▶ **BAGIAN DOKUMEN**

Laman

Sabtu, 05 November 2011

Makna IDUL ADHA Bagi Kehidupan

Allah berfirman:
"Sesungguhnya Kami telah memberikan kepadamu ni’mat yg banyak. Maka dirikanlah shalat karena Tuhanmu dan sembelihlah hewan. Sesungguhnya orang-orang yg membenci kamu dialah yang terputus" 

Pemberian ni’mat oleh Allah kepada manusia tak terhingga. Anak isteri dan harta kekayaan adalah sebagian ni’mat dari Allah. Kesehatan dan kesempatan juga ni’mat yang sangat penting. Manusia juga diberi ni’mat pangkat, kedudukan, jabatan, dan kekuasaan. Segala yg dimiliki manusia adalah ni’mat dari Allah baik berupa materi maupun non materi. Namun bersamaan dengan itu pula semua ni’mat tersebut sekaligus menjadi cobaan atau ujian fitnah atau bala bagi manusia dalam kehidupannya. Allah berfirman:
"...dan ketahuilah bahwasanya harta kekayaanmu dan anak-anakmu adalah fitnah. Dan sesungguhnya Allah mempunyai pahala yang besar" 

Meskipun Allah memberikan ni’mat-Nya yang tak terhingga kepada manusia, akan tetapi dalam kenyataan Allah melebihkan apa yang diberikan kepada seseorang daripada yang lain. Sehingga ada yang kaya raya, cukup kaya, miskin bahkan ada yang menjadi seorang papa, gelandangan, berteduh di kolong langit. Demikian juga ada yg menjadi penguasa, ada yang rakyat jelata, ada pimpinan/kepala dan ada bawahan/anak buah. Ini semua juga dalam rangka cobaan bagi siapa yang benar-benar mukmin dan siapa yang hanya mukmin di bibir saja. 

Salah satu bukti bahwa seorang mukmin telah lulus cobaan dalam ni’mat harta kekayaan adalah ia dengan ikhlas mengunakannya untuk ibadah kepada Allah, salah satunya haji. Sehingga bagi orang demikian akan memperoleh haji yang mabrur. Sedang haji mabrur pahalanya hanyalah surga sebagaimana sabda Nabi SAW: "Orang yang dapat mencapai haji yang mabrur tiada pahala yang pantas baginya selain surga"

▶ **PERMINTAAN**
[1] Menurut tulisan tentang makna Idul Adha, apa satu-satunya pahala yang pantas bagi orang yang mencapai haji mabrur?
[2] Silakan lanjutkan tulisan tentang makna Idul Adha mulai dari titik terakhirnya.
Materi ini tidak diperlukan untuk mengerjakan tugas.

▶ **INFORMASI YANG DIBERIKAN**

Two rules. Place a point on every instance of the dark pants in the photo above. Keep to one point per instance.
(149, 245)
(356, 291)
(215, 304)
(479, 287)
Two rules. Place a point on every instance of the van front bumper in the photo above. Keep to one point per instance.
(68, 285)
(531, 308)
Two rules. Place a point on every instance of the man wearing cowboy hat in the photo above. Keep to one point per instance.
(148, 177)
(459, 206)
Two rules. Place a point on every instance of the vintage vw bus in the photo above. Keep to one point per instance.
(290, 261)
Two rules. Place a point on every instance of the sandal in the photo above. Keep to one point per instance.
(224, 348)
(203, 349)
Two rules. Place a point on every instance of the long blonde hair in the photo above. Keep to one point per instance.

▶ **JAWABAN**
[1] Surga.

[2]
Betapa gembira dan bahagianya orang kaya yang dapat mencapai haji mabrur. Belum lagi jika ia sempat salat berjamaah di Masjidil Haram dan Masjid Nabawi maka tiada terkira lagi pahalanya. Namun ini konteksnya adalah orang yang kaya. Sedang orang yang tidak mampu/miskin tidak perlu berkecil hati. Bagi kita yang tidak mampu maka konteksnya terkandung dalam hadis Nabi SAW berikut ini:
“Hajinya orang yang tidak mampu adalah berpuasa pada hari Arafah".
Hari Arafah yang dimaksud adalah tanggal tanggal 9 Dhulhijjah, atau sehari sebelum Idul Adha.

Itulah maka sangat disayangkan bila di antara kita ada yang menyia-nyiakan kesempatan dari Allah yakni tidak mau berpuasa pada tanggal 9 Dhulhijjah yang disebut puasa Arafah itu. 

Cobaan tentang harta kekayaan juga berkaitan dengan pelaksanaan ibadah udhiyah yakni menyembelih hewan yang terkenal dengan hewan qurban di hari raya (Idul Adha). Karena pada hari ini Allah mensyariatkan untuk ber-udhiyah (menyembelih hewan/Qurban), sehingga hari raya ini disebut dengan hari raya Qurban. Demikian juga penjelasan Rasulullah SAW: "Hari raya fitrah adalah pada hari manusia berbuka menyudahi puasa Ramadan. Sedangkan hari raya Adha adalah pada hari manusia ber-udhiyah (ber-Qurban)"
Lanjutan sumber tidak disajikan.